On a similar note, the anniversary of the 11th July 2021 protests was marked by efforts to censor journalists. Article 19 recorded attacks on 16 independent journalists between 8th and 12th July 2022, which included cases of threats, house arrest, police citations and internet blocking. The organisation said the Cuban government “maintains a state policy based on sowing fear and repression among the population, in an effort to prevent any critical voice”. Similarly, local news media reported that Cuban activists in exile have said that the Cuban authorities effectively left them with three options: silence, exile, or jail.

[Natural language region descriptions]
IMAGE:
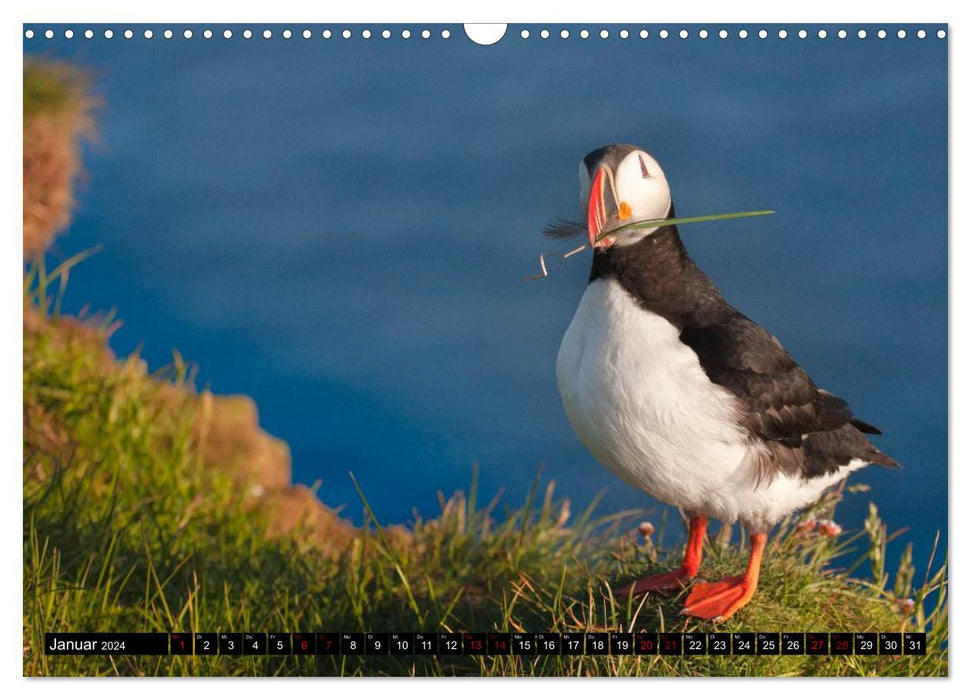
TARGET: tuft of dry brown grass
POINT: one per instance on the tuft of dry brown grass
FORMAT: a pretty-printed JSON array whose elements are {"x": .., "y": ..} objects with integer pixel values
[{"x": 57, "y": 116}]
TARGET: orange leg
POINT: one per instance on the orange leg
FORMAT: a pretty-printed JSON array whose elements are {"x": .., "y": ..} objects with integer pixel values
[
  {"x": 719, "y": 601},
  {"x": 673, "y": 580}
]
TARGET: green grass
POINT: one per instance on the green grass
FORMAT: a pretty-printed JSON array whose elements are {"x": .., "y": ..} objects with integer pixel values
[
  {"x": 52, "y": 88},
  {"x": 126, "y": 528}
]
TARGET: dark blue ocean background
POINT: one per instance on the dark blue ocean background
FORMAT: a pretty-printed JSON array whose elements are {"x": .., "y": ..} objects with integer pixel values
[{"x": 339, "y": 228}]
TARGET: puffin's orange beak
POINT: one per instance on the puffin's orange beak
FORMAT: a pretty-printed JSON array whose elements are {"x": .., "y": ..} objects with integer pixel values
[{"x": 596, "y": 210}]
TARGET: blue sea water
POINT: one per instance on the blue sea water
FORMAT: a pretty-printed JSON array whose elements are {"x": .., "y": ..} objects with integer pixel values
[{"x": 339, "y": 229}]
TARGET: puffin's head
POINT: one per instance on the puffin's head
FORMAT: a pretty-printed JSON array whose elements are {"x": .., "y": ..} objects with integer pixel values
[{"x": 621, "y": 184}]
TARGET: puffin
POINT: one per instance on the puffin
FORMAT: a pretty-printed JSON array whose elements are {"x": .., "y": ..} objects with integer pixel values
[{"x": 684, "y": 397}]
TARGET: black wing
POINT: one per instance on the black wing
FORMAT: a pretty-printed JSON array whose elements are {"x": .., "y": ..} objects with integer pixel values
[{"x": 781, "y": 403}]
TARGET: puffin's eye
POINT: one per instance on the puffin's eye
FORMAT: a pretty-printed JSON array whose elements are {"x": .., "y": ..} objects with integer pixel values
[{"x": 644, "y": 172}]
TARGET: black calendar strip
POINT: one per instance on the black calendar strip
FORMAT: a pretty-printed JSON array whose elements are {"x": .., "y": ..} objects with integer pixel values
[{"x": 487, "y": 643}]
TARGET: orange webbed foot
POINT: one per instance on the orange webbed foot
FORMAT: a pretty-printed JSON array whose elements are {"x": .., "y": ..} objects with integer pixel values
[{"x": 718, "y": 601}]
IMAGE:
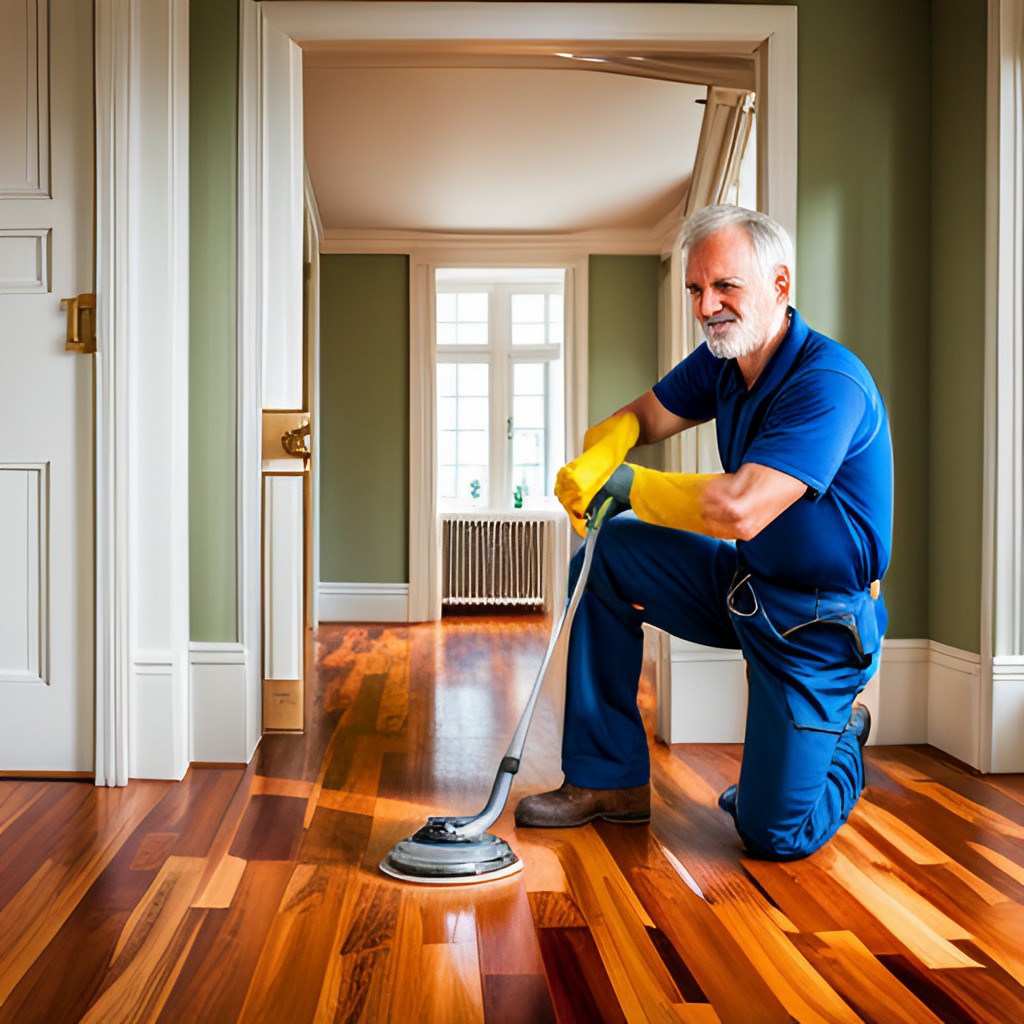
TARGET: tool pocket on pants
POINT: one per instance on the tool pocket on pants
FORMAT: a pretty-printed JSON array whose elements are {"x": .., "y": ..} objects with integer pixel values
[{"x": 819, "y": 647}]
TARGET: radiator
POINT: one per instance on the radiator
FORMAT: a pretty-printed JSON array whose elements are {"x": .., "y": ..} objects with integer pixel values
[{"x": 493, "y": 561}]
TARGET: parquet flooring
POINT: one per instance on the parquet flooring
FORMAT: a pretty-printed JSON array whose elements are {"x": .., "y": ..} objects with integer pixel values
[{"x": 253, "y": 894}]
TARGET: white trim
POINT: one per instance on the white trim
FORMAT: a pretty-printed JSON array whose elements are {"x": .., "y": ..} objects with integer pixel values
[
  {"x": 1008, "y": 714},
  {"x": 219, "y": 704},
  {"x": 141, "y": 388},
  {"x": 365, "y": 602},
  {"x": 593, "y": 243},
  {"x": 1003, "y": 537},
  {"x": 113, "y": 608},
  {"x": 34, "y": 274},
  {"x": 250, "y": 359},
  {"x": 315, "y": 228}
]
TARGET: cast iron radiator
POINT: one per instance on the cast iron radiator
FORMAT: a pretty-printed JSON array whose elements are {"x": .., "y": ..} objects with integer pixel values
[{"x": 493, "y": 561}]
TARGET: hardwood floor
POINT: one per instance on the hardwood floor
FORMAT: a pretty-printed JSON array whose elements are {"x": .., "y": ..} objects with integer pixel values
[{"x": 253, "y": 894}]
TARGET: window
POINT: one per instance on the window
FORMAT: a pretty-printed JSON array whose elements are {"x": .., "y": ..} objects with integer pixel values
[{"x": 500, "y": 384}]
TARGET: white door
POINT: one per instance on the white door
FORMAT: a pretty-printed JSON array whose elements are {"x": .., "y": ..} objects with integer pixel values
[{"x": 46, "y": 393}]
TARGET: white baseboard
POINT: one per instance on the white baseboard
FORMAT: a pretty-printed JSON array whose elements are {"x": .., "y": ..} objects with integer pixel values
[
  {"x": 923, "y": 692},
  {"x": 220, "y": 704},
  {"x": 364, "y": 602},
  {"x": 954, "y": 702},
  {"x": 1008, "y": 714},
  {"x": 159, "y": 745},
  {"x": 708, "y": 695}
]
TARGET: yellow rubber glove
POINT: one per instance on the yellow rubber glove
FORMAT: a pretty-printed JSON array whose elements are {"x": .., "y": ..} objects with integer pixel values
[
  {"x": 605, "y": 445},
  {"x": 670, "y": 499}
]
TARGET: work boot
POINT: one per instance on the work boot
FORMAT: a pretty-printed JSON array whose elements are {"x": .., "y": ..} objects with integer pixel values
[
  {"x": 569, "y": 806},
  {"x": 727, "y": 801}
]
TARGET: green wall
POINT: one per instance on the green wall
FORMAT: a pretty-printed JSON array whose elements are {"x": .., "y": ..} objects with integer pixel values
[
  {"x": 957, "y": 354},
  {"x": 623, "y": 324},
  {"x": 890, "y": 243},
  {"x": 863, "y": 236},
  {"x": 364, "y": 398},
  {"x": 212, "y": 417}
]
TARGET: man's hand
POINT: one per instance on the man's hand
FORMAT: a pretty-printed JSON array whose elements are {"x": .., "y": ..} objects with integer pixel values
[{"x": 616, "y": 487}]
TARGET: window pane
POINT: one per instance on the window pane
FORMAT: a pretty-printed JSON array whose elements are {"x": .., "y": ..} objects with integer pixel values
[
  {"x": 528, "y": 334},
  {"x": 446, "y": 414},
  {"x": 445, "y": 378},
  {"x": 472, "y": 448},
  {"x": 471, "y": 334},
  {"x": 527, "y": 448},
  {"x": 473, "y": 414},
  {"x": 466, "y": 477},
  {"x": 445, "y": 481},
  {"x": 527, "y": 308},
  {"x": 472, "y": 306},
  {"x": 527, "y": 378},
  {"x": 527, "y": 412},
  {"x": 473, "y": 378},
  {"x": 448, "y": 446},
  {"x": 445, "y": 306},
  {"x": 531, "y": 478}
]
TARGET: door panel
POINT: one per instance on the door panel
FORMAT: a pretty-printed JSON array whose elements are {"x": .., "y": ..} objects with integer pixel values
[{"x": 46, "y": 393}]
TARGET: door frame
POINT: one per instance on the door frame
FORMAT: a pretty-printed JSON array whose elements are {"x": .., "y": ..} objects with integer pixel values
[
  {"x": 141, "y": 396},
  {"x": 769, "y": 32}
]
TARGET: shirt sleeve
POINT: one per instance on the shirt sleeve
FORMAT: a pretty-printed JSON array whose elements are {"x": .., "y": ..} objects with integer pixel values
[
  {"x": 811, "y": 427},
  {"x": 689, "y": 388}
]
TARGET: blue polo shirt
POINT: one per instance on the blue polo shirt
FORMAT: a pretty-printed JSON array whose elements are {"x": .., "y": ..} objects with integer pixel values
[{"x": 814, "y": 413}]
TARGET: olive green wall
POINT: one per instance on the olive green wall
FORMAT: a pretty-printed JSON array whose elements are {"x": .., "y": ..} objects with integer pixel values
[
  {"x": 863, "y": 236},
  {"x": 623, "y": 326},
  {"x": 957, "y": 356},
  {"x": 212, "y": 450},
  {"x": 890, "y": 237},
  {"x": 364, "y": 437}
]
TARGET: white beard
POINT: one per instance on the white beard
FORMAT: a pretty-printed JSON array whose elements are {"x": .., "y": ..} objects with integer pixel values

**Task A:**
Decide whether each statement agrees with the passage on censorship in Cuba, answering yes or no and quoting the deciding words: (i) Article 19 recorded attacks on 16 independent journalists; (ii) the protests whose anniversary is mentioned took place in July 2022; (iii) exiled Cuban activists said the authorities left them with three options.
**Task B:**
Translate this sentence from the passage on censorship in Cuba into Spanish: "Article 19 recorded attacks on 16 independent journalists between 8th and 12th July 2022, which included cases of threats, house arrest, police citations and internet blocking."

**Written response A:**
(i) Yes: "Article 19 recorded attacks on 16 independent journalists between 8th and 12th July 2022"
(ii) No: "the anniversary of the 11th July 2021 protests"
(iii) Yes: "the Cuban authorities effectively left them with three options: silence, exile, or jail"

**Written response B:**
Article 19 registró ataques contra 16 periodistas independientes entre el 8 y el 12 de julio de 2022, que incluyeron casos de amenazas, arresto domiciliario, citaciones policiales y bloqueo de internet.